Which lines below hold the word "building"? Copy all of them.

**** DATA EXCERPTS

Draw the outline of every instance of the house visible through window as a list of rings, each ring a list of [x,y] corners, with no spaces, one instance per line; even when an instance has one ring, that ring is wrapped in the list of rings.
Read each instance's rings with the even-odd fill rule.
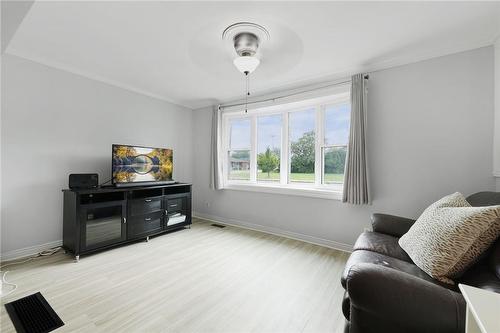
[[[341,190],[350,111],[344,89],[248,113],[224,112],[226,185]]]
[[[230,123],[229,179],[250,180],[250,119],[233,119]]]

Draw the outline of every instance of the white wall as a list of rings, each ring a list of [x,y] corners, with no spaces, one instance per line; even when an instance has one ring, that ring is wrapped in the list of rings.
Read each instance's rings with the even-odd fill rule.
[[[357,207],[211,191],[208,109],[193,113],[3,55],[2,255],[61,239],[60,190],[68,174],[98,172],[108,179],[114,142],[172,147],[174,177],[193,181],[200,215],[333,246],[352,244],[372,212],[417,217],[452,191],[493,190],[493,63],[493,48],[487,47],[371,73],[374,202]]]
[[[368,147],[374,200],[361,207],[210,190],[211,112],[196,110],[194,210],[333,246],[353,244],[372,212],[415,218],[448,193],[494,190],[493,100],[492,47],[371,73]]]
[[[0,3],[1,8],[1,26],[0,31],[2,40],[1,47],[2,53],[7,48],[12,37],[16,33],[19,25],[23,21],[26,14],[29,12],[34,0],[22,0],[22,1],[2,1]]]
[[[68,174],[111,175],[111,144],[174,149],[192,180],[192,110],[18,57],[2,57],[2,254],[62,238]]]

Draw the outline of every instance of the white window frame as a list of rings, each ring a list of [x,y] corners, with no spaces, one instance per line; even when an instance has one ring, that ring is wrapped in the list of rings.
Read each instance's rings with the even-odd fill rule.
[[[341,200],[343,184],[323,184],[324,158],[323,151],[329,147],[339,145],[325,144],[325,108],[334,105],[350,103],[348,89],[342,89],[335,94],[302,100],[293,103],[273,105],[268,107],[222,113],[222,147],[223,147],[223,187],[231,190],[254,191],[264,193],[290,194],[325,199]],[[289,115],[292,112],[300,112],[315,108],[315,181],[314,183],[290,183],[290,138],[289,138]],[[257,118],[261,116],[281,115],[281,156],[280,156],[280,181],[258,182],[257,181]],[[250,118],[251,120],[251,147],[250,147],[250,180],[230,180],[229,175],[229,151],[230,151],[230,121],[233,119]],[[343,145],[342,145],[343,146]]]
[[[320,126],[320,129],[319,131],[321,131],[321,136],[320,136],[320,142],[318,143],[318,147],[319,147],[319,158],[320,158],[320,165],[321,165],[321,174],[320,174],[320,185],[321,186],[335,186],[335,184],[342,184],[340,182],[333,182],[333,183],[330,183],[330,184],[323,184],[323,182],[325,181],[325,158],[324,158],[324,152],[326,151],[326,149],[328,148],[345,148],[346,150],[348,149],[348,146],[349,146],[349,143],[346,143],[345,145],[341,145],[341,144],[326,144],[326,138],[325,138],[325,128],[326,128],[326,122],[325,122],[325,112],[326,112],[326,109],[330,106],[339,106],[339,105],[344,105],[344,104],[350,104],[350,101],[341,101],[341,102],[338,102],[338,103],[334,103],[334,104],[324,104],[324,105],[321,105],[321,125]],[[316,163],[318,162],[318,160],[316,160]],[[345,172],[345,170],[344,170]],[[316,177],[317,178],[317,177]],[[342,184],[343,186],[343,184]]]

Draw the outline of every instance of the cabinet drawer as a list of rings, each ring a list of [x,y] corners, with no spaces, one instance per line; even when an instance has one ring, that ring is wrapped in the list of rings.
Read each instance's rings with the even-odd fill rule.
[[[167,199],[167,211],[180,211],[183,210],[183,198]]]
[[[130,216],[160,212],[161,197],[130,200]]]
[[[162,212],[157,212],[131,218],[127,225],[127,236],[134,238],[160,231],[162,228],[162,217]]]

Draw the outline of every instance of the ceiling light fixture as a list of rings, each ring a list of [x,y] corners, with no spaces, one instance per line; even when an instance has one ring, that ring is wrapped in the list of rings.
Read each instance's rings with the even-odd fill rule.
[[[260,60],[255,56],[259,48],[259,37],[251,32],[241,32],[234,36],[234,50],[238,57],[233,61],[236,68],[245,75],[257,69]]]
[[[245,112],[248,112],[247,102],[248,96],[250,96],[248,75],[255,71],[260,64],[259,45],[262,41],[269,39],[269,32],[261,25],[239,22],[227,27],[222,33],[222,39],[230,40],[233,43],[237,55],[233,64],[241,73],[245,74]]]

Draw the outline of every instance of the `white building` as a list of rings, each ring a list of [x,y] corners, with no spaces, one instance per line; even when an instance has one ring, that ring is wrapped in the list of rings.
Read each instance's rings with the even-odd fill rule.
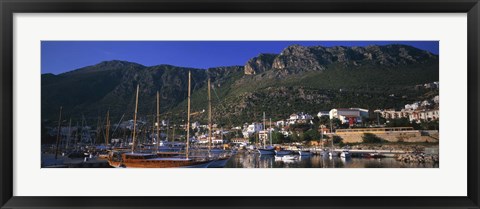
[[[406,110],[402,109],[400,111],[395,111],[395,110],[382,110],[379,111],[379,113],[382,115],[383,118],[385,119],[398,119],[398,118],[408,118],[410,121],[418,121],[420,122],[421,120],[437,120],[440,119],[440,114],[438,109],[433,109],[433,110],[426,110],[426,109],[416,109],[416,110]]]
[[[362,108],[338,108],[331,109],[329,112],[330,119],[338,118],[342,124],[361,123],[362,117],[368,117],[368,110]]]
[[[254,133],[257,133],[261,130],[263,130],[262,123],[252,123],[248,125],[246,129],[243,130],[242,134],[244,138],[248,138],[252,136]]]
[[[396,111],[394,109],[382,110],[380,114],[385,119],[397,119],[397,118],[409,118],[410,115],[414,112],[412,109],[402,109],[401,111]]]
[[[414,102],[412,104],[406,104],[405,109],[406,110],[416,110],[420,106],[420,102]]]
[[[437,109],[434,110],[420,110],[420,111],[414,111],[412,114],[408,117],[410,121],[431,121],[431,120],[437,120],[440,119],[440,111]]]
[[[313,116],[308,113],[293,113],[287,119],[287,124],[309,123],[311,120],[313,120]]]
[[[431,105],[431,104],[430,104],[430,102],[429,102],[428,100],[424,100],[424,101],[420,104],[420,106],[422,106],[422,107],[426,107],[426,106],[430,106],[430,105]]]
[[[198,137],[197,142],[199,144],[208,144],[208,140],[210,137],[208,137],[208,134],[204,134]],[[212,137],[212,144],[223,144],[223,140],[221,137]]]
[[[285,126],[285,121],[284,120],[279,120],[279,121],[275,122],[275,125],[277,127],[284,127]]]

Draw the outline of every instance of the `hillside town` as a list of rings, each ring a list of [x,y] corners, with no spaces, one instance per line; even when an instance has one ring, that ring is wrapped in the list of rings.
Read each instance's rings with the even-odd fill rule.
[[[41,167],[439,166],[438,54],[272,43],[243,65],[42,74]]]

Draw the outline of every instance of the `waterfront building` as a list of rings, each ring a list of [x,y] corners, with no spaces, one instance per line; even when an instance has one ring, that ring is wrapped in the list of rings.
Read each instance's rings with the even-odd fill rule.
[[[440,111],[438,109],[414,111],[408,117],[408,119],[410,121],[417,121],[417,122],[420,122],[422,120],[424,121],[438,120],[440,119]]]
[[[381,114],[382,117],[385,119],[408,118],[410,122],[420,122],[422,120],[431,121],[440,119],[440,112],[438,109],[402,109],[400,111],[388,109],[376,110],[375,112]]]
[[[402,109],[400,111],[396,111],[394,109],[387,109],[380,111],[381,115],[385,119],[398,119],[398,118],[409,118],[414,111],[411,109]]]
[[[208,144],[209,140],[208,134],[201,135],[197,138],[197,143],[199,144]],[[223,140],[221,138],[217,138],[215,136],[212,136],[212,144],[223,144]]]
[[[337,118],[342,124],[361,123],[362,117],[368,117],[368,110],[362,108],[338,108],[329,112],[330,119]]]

********

- OUTPUT OF THE EXERCISE -
Draw the outline of every instance of the `white building` as a list of rings, each ring a list of [x,y] corners, with no spaces, one instance per line; even when an instance has one ring, that ring is wrapped in the list of rings.
Draw the outline of every instance of the `waterfront building` as a list of rings, each ring a list of [x,y] corners, with no spaces, one instance per line; even when an instance has one ring, that ring is wrapped in the list of rings.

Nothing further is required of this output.